*** Opening of Text for analysis ***
Navigating Negligent Security & Premises Liability
In today’s world, safety is a paramount concern for everyone. Whether you’re visiting a shopping mall, staying at a hotel, visiting a pharmacy, or attending a concert, you expect the premises to be secure. However, when property owners fail to provide adequate security, it can lead to serious injuries or even fatalities. This is where the concepts of negligent security and premises liability come into play.
While the laws vary from state to state, Beasley Allen’s premises liability lawyers are actively investigating and litigating these cases where severe injury or death results.
What is Premises Liability?
Premises liability holds property owners responsible for ensuring their premises are safe for visitors. The owner can be held liable if someone gets injured because the property wasn’t maintained properly. This responsibility includes preventing foreseeable dangers, such as criminal acts like shootings, fights, stabbings, or other forms of violence, including sexual assault.
Understanding Negligent Security
Negligent security is a part of premises liability that focuses on the failure to provide proper security measures. This can include not having enough security personnel, poor lighting, broken locks, or inadequate surveillance systems. When these failures lead to crimes like assaults or robberies, the property owner can be held responsible.
Victims of negligent security or unsafe premises have the right to seek compensation for medical expenses, lost wages, pain and suffering, property damage, and for the wrongful death of a loved one. To make a successful negligent security claim, the injured person must prove four key elements:
- Duty of Care: The property owner had a legal obligation to ensure a safe environment.
*** Close of Text for analysis ***
*** Opening of Study material ***
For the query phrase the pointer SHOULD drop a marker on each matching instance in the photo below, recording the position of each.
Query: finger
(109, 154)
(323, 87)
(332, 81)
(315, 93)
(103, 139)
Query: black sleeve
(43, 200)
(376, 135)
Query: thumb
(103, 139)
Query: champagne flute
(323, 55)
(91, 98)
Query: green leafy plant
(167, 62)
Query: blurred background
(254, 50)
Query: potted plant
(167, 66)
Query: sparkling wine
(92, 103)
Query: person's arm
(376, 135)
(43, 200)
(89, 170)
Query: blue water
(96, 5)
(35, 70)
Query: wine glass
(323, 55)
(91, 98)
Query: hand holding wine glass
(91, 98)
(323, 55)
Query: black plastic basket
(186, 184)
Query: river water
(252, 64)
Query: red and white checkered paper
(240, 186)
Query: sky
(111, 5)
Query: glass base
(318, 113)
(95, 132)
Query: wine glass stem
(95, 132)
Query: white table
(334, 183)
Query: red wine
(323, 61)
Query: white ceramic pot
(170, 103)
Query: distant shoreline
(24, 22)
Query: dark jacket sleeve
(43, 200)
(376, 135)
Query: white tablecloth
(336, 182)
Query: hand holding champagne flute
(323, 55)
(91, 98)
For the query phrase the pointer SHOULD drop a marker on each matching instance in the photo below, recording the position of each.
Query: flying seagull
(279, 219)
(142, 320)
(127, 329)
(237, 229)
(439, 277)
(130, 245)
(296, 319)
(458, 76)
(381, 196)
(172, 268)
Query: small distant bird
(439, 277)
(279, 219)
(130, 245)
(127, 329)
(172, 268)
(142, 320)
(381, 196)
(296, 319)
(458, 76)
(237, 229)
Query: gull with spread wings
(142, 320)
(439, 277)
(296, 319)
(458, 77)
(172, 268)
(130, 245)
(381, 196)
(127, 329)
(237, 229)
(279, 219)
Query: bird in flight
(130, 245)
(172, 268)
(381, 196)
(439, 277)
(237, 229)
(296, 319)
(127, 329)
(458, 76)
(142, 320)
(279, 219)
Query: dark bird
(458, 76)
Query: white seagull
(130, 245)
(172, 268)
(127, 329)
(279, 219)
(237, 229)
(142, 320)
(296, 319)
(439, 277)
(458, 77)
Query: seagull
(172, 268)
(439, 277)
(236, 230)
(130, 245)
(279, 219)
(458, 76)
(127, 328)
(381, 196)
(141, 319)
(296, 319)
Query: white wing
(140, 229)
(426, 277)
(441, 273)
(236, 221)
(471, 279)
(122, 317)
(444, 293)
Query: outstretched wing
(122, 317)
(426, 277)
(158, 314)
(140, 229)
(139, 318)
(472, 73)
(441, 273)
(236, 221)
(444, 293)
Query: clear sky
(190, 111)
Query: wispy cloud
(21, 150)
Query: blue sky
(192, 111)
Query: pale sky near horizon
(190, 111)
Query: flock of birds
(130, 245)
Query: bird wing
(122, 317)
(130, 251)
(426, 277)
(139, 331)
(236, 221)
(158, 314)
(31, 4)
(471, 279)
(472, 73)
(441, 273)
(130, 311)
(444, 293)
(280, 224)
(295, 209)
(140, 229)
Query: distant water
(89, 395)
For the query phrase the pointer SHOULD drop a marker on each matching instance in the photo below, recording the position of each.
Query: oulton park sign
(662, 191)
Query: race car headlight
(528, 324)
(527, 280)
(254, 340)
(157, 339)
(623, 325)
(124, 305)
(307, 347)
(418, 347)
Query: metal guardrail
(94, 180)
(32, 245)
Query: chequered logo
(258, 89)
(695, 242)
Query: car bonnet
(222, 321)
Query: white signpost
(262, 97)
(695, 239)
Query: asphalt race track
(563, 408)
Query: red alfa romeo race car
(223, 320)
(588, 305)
*** Close of Study material ***
### Work instructions
- A) Answer these questions using the premises liability text:
(i) Which places are given as examples where visitors expect the premises to be secure?
(ii) What security failures does the premises liability text list under negligent security?
(iii) How many key elements must an injured person prove to make a successful negligent security claim?
- B) Echo the premises liability text word for word from "Premises liability holds" up to and including "be held responsible.".
- C) Proceed with the premises liability text, picking up after its final sentence.

### Results for the exercise
- A)
(i) A shopping mall, a hotel, a pharmacy, and a concert.
(ii) Not having enough security personnel, poor lighting, broken locks, and inadequate surveillance systems.
(iii) Four.

- B)
Premises liability holds property owners responsible for ensuring their premises are safe for visitors. The owner can be held liable if someone gets injured because the property wasn’t maintained properly. This responsibility includes preventing foreseeable dangers, such as criminal acts like shootings, fights, stabbings, or other forms of violence, including sexual assault.
Understanding Negligent Security
Negligent security is a part of premises liability that focuses on the failure to provide proper security measures. This can include not having enough security personnel, poor lighting, broken locks, or inadequate surveillance systems. When these failures lead to crimes like assaults or robberies, the property owner can be held responsible.

- C)
- Breach of Duty: The owner did not fulfill this obligation by failing to provide adequate security.
- Causation: The lack of security was a cause of the plaintiff’s injury.
- Damages: The plaintiff suffered actual harm or losses because of the incident.
Foreseeability is another critical factor in negligent security cases. Courts often look at whether there were previous, similar crimes in the same area that the property owner knew about or should have known about. For example, if there were five shootings in a mall parking lot before the incident in question, the latest shooting would likely be considered foreseeable. Courts also consider how often law enforcement has been called to the property, whether past crimes were violent or had the potential to be violent, how close in time the previous crimes were to the incident in question, and whether the property owner made any effort to protect customers from these events.